▸ YOUR TASK
Copy out the whole "Preserving Home with GIS" text below, word for word.

▸ PASSAGE TO READ

Preserving Home with GIS

Growing up on Moloka’i, in Hawai’i, Lily Jenkins was exposed to a geographic approach early on in life. Throughout her childhood, Jenkins and her sister Sarah did a “little bit of everything”—tracking endangered shore birds, native plant species, and invasive plant species with handheld GPS units. On these expeditions, Jenkins was introduced to her mentor, Arleone Dibben-Young, a wildlife biologist and ornithologist.

“My early interactions with conservation started with my mom when she was doing this place-based learning workshop with Arleone, and she couldn’t find a sitter, so she brought us along,” said Jenkins. “One of the things that was special about Moloka’i is, you know, our ‘Āina, our land, was our playground, but it was also like our laboratory.”

▸ DATA EXTRACTS
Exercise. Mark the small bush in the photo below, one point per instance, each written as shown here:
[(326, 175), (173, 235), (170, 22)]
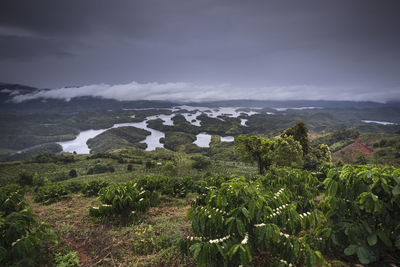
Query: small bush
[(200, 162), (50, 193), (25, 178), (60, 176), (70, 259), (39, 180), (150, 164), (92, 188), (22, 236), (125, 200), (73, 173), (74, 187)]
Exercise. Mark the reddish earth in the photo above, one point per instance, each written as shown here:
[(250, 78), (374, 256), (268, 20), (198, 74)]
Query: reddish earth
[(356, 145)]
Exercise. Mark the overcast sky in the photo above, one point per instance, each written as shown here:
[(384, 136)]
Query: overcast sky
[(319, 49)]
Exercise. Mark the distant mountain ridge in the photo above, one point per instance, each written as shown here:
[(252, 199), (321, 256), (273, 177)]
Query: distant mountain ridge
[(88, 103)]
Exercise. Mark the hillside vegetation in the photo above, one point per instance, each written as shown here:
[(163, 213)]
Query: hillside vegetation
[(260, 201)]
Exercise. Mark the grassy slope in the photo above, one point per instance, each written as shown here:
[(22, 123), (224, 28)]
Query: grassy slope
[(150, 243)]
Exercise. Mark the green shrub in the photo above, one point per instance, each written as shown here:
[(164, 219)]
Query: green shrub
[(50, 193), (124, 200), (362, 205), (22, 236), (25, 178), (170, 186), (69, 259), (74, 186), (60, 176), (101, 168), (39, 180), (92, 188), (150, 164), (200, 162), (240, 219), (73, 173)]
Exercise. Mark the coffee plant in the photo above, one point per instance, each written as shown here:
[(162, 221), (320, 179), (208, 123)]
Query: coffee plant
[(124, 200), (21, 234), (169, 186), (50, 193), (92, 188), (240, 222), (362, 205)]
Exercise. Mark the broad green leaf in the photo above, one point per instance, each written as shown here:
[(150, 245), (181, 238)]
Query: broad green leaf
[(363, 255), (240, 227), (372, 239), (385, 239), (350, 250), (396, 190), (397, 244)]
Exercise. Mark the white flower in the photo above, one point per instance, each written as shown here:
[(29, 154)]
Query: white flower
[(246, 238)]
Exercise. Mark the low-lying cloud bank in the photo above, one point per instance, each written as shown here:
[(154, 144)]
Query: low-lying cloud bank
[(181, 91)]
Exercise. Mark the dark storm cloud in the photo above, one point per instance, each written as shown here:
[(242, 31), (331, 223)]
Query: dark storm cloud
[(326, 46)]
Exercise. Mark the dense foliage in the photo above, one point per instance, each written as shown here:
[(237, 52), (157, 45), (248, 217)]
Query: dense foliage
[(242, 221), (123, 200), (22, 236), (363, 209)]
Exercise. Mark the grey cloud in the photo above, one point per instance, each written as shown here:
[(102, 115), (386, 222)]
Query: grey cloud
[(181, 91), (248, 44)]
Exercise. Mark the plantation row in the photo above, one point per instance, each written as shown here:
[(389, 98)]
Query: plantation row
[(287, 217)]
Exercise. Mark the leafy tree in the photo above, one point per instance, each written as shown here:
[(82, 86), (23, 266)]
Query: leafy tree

▸ FINISHED TASK
Preserving Home with GIS

Growing up on Moloka’i, in Hawai’i, Lily Jenkins was exposed to a geographic approach early on in life. Throughout her childhood, Jenkins and her sister Sarah did a “little bit of everything”—tracking endangered shore birds, native plant species, and invasive plant species with handheld GPS units. On these expeditions, Jenkins was introduced to her mentor, Arleone Dibben-Young, a wildlife biologist and ornithologist.

“My early interactions with conservation started with my mom when she was doing this place-based learning workshop with Arleone, and she couldn’t find a sitter, so she brought us along,” said Jenkins. “One of the things that was special about Moloka’i is, you know, our ‘Āina, our land, was our playground, but it was also like our laboratory.”